▶ To do:
Return every line from the records below in which the word "Target" is found.

▶ Data in this exercise:
/---
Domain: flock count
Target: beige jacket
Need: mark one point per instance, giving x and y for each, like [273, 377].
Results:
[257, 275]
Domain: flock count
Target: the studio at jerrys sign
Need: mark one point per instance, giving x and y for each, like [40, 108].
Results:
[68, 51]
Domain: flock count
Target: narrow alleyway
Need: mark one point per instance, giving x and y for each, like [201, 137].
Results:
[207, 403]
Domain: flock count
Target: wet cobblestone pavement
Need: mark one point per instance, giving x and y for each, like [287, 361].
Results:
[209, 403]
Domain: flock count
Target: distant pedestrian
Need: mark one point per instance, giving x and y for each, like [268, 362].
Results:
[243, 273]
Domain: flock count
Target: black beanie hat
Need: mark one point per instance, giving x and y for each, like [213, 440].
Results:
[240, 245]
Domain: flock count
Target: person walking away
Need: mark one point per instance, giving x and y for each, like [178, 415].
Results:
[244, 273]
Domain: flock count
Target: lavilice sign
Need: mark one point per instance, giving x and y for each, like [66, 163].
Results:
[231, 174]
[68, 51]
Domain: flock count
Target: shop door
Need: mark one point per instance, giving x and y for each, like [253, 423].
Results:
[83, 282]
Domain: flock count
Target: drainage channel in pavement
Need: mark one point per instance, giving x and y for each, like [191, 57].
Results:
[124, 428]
\---
/---
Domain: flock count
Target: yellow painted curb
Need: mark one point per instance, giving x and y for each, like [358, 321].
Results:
\---
/---
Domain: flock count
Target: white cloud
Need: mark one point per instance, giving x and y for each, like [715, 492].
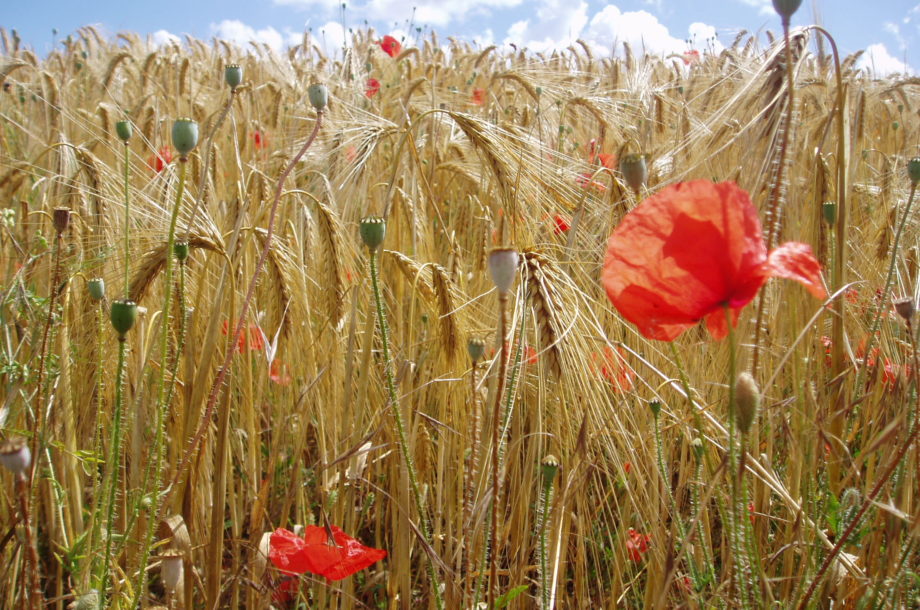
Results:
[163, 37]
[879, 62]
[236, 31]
\---
▶ Reply:
Target: beige jacket
Target: the studio at jerrys sign
Target: narrow alleyway
Target: wet cobblestone pavement
Target: distant pedestrian
Target: black beanie hat
Target: person walking away
Target: lavilice sign
Target: shop door
Target: drainage channel in pavement
Target: yellow painted curb
Target: white cloud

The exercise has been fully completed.